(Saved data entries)
BEGIN

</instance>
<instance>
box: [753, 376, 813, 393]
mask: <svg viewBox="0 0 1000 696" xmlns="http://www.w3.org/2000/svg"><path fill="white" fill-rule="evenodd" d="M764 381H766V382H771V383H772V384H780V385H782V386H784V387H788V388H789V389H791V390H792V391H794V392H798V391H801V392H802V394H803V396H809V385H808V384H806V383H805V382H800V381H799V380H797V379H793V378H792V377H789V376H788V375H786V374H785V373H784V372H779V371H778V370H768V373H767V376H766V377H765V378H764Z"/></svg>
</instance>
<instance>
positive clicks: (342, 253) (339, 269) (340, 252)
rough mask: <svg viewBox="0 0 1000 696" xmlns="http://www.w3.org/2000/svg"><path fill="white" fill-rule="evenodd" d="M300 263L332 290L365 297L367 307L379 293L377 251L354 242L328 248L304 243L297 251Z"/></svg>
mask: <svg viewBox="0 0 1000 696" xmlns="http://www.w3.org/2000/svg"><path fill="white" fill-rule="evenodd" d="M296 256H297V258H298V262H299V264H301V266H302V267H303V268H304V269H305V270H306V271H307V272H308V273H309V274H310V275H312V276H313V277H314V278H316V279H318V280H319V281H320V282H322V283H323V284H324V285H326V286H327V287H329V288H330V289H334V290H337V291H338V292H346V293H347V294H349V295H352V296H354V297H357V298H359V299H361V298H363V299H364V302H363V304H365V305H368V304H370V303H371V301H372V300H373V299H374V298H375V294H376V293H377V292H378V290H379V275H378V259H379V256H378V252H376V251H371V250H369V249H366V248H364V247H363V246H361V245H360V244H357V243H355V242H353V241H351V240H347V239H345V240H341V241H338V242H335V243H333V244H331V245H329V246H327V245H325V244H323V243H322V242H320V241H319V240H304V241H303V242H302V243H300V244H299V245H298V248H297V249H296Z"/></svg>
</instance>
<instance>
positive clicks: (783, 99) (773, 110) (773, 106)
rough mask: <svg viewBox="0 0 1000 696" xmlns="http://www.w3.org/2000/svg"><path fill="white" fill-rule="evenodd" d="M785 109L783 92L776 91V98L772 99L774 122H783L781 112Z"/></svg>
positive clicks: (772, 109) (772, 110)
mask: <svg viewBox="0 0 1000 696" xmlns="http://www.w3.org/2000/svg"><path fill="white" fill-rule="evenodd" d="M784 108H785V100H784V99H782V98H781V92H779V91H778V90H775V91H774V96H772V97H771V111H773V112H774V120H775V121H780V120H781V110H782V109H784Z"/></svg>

END

■ **Required action**: Nothing in the entries above should differ when you return them in full.

■ **Your response**:
</instance>
<instance>
box: [753, 376, 813, 393]
mask: <svg viewBox="0 0 1000 696" xmlns="http://www.w3.org/2000/svg"><path fill="white" fill-rule="evenodd" d="M764 381H766V382H771V383H772V384H780V385H782V386H784V387H788V388H789V389H791V390H792V391H794V392H798V391H801V392H802V394H803V396H809V385H808V384H806V383H805V382H800V381H799V380H797V379H793V378H792V377H789V376H788V375H786V374H785V373H784V372H779V371H778V370H768V373H767V376H766V377H765V378H764Z"/></svg>
</instance>
<instance>
positive clicks: (342, 253) (339, 269) (340, 252)
rough mask: <svg viewBox="0 0 1000 696" xmlns="http://www.w3.org/2000/svg"><path fill="white" fill-rule="evenodd" d="M300 263L332 290L365 297L367 307L379 293L377 251L354 242L328 248L304 243L297 251Z"/></svg>
mask: <svg viewBox="0 0 1000 696" xmlns="http://www.w3.org/2000/svg"><path fill="white" fill-rule="evenodd" d="M296 256H297V258H298V262H299V264H301V266H302V267H303V268H304V269H305V270H306V271H307V272H308V273H309V274H310V275H312V276H313V277H314V278H316V279H318V280H319V281H320V282H322V283H323V284H324V285H326V286H327V287H329V288H330V289H334V290H337V291H338V292H346V293H347V294H349V295H352V296H354V297H357V298H359V299H361V298H363V299H364V302H363V304H365V305H368V304H370V303H371V301H372V300H373V299H374V298H375V294H376V293H377V292H378V290H379V275H378V259H379V256H378V252H376V251H371V250H369V249H366V248H364V247H363V246H361V245H360V244H357V243H355V242H353V241H351V240H347V239H345V240H341V241H338V242H335V243H333V244H331V245H329V246H327V245H325V244H323V243H322V242H320V241H319V240H304V241H303V242H302V243H300V244H299V245H298V248H297V249H296Z"/></svg>
</instance>
<instance>
positive clicks: (783, 99) (773, 110) (773, 106)
rough mask: <svg viewBox="0 0 1000 696" xmlns="http://www.w3.org/2000/svg"><path fill="white" fill-rule="evenodd" d="M785 109L783 92L776 91V98L772 99L774 122H783L781 112Z"/></svg>
positive clicks: (772, 109) (772, 110)
mask: <svg viewBox="0 0 1000 696" xmlns="http://www.w3.org/2000/svg"><path fill="white" fill-rule="evenodd" d="M784 108H785V100H784V99H782V98H781V92H779V91H778V90H775V91H774V96H772V97H771V111H773V112H774V120H775V121H780V120H781V110H782V109H784Z"/></svg>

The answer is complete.